start MATERIAL PROVIDED
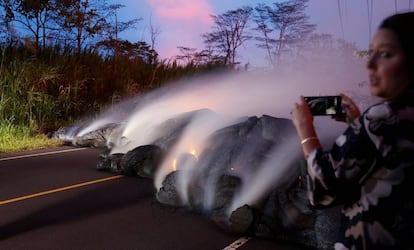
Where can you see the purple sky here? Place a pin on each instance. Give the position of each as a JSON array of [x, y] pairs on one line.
[[181, 22]]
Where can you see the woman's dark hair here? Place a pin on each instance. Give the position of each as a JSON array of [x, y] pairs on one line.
[[403, 26]]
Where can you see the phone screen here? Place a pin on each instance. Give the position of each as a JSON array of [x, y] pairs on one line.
[[325, 105]]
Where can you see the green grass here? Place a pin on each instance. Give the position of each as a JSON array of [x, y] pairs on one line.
[[17, 138]]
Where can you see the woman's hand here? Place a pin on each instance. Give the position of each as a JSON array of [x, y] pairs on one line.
[[303, 119]]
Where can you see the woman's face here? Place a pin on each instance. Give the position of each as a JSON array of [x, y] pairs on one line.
[[387, 67]]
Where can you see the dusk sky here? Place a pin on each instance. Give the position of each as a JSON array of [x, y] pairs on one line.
[[181, 22]]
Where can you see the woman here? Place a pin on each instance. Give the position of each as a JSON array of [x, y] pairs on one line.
[[370, 168]]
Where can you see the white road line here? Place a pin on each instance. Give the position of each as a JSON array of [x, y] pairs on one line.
[[238, 243], [41, 154]]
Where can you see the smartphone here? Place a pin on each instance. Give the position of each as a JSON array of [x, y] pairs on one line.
[[325, 105]]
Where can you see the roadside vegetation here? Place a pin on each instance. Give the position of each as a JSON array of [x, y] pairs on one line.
[[60, 60]]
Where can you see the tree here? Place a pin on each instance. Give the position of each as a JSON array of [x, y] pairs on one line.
[[33, 16], [81, 19], [283, 27], [229, 33], [112, 28]]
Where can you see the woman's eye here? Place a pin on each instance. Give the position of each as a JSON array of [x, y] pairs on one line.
[[384, 54]]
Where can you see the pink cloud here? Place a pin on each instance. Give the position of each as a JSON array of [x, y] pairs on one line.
[[186, 10], [181, 22]]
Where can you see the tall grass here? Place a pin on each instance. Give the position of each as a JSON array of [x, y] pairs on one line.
[[43, 90]]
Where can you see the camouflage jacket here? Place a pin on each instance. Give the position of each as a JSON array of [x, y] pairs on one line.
[[370, 171]]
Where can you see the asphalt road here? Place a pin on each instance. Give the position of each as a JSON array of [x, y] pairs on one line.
[[56, 199]]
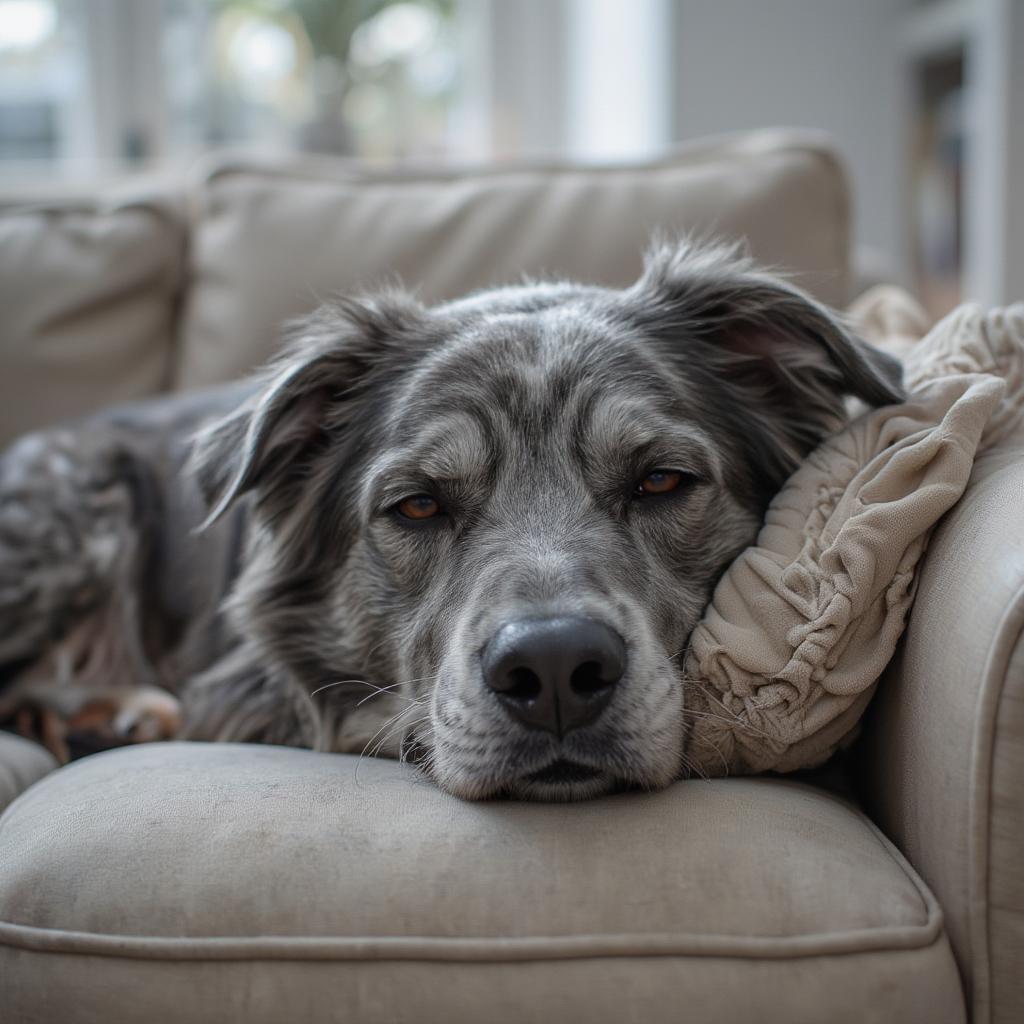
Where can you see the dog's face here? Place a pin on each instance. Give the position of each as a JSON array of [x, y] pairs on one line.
[[512, 510]]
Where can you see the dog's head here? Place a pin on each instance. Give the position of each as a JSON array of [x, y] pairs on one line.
[[512, 509]]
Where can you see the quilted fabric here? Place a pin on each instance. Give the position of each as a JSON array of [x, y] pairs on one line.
[[805, 621]]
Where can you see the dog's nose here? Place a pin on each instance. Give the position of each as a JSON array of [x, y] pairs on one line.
[[554, 674]]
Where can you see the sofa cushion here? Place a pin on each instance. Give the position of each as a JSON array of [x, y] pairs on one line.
[[271, 240], [22, 763], [88, 293], [232, 883]]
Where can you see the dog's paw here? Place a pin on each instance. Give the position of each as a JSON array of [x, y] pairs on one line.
[[68, 721]]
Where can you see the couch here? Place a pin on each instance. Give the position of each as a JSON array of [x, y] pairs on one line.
[[185, 882]]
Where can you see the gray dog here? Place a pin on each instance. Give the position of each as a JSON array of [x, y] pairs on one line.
[[476, 536]]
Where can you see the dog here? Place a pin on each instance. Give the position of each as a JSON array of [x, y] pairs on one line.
[[476, 537]]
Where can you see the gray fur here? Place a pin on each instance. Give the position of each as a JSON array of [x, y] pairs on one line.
[[530, 413]]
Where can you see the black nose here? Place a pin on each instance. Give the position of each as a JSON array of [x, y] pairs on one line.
[[554, 674]]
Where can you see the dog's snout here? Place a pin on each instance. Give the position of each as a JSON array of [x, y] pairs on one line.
[[554, 674]]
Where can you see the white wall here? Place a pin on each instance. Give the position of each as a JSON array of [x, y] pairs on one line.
[[832, 65]]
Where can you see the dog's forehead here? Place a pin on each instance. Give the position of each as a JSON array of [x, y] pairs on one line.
[[526, 365], [563, 381]]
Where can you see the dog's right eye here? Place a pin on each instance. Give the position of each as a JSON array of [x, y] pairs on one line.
[[419, 507]]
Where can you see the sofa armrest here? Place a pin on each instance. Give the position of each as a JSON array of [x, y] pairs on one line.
[[943, 749]]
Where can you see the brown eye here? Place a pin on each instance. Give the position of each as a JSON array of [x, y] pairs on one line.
[[419, 507], [659, 481]]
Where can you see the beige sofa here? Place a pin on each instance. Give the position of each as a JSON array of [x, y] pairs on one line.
[[194, 883]]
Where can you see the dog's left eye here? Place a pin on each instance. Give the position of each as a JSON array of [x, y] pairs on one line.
[[659, 481], [419, 507]]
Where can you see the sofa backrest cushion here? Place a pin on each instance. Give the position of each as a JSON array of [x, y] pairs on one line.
[[89, 293], [271, 240]]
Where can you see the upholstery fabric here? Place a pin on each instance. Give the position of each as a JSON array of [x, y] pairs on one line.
[[942, 762], [271, 241], [230, 883], [803, 623], [22, 763], [89, 294]]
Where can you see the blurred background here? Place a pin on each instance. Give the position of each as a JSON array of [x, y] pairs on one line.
[[922, 98]]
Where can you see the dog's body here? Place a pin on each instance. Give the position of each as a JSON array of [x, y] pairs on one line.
[[479, 534]]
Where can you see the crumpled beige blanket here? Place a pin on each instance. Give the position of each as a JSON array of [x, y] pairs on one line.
[[803, 623]]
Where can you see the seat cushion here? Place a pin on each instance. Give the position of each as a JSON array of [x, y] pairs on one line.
[[271, 240], [22, 763], [89, 292], [232, 883]]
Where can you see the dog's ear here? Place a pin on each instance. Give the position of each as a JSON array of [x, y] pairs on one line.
[[783, 360], [304, 397]]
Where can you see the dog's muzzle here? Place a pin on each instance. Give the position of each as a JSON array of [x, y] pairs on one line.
[[555, 675]]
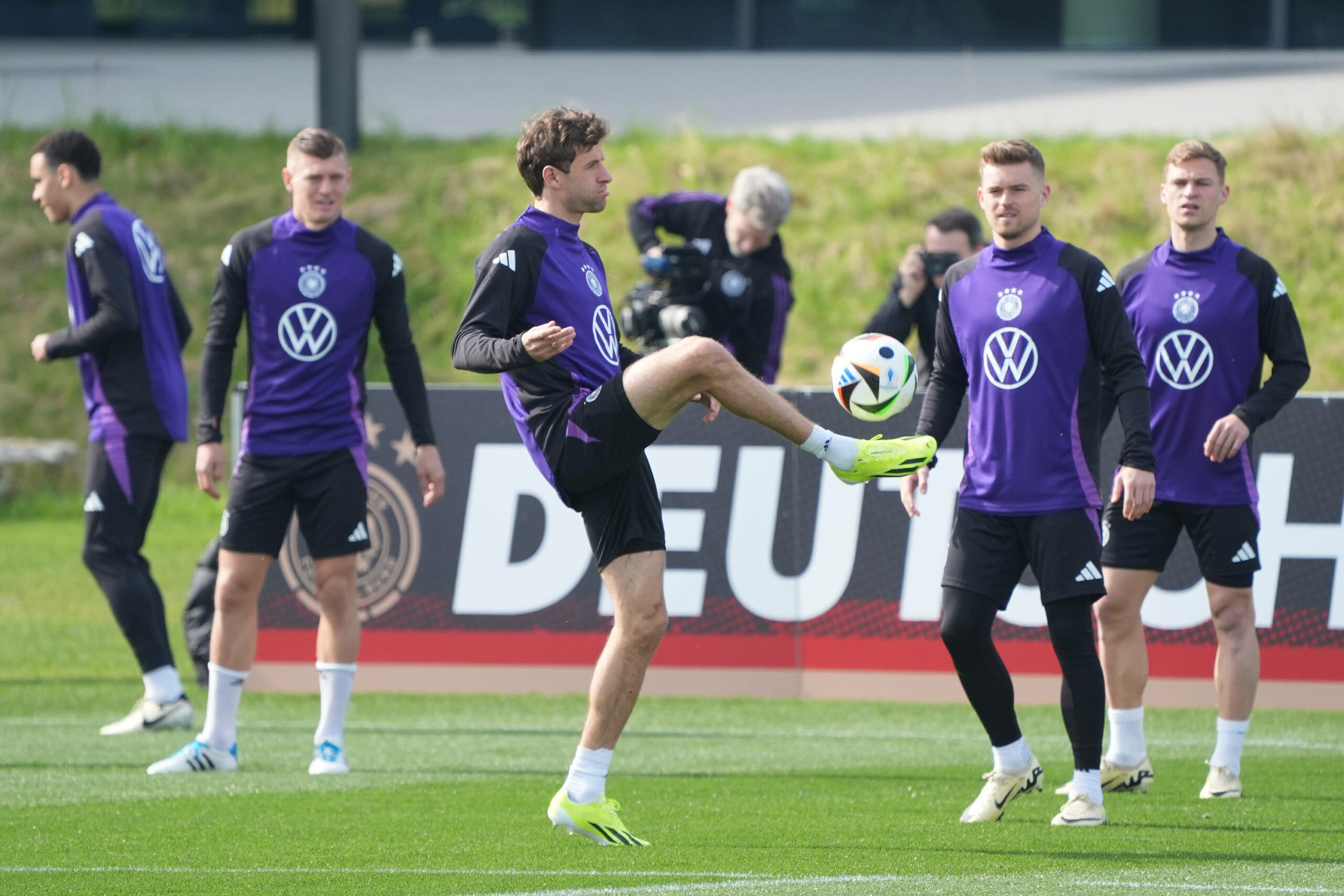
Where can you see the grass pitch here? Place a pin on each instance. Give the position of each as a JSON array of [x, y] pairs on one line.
[[448, 794]]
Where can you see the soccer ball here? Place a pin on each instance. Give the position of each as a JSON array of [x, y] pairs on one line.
[[874, 376]]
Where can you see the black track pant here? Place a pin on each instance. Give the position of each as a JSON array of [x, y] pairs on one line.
[[967, 620], [121, 488]]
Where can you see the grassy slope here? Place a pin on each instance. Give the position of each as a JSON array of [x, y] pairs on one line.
[[859, 205]]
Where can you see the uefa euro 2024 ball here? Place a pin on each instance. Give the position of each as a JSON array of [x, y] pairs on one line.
[[874, 376]]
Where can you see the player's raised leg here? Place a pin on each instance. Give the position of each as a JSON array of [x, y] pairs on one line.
[[1124, 659], [338, 649], [662, 385], [1237, 679], [581, 805]]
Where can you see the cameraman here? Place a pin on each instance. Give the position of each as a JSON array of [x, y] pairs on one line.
[[747, 297], [949, 237]]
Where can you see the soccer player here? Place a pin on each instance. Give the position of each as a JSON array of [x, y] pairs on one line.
[[586, 407], [748, 294], [1206, 312], [310, 284], [1023, 331], [127, 332]]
end MATERIAL PROVIDED
**REQUIRED TASK:** Reproduce the records between the line holding "Where can you see the tall" and the line holding "[[370, 171]]", inclusive, keeping the requests unchanged but adding 45 to every coordinate in the answers.

**TASK SOLUTION:**
Where can you see the tall grass here? Place a pin on each instance. Give the position of each as a JSON array of [x, y] pairs on one line.
[[88, 135]]
Where can you see the camouflage jacket here? Place a pin on each instance. Give the position of each as a JSON array of [x, y] pairs on one line.
[[415, 216]]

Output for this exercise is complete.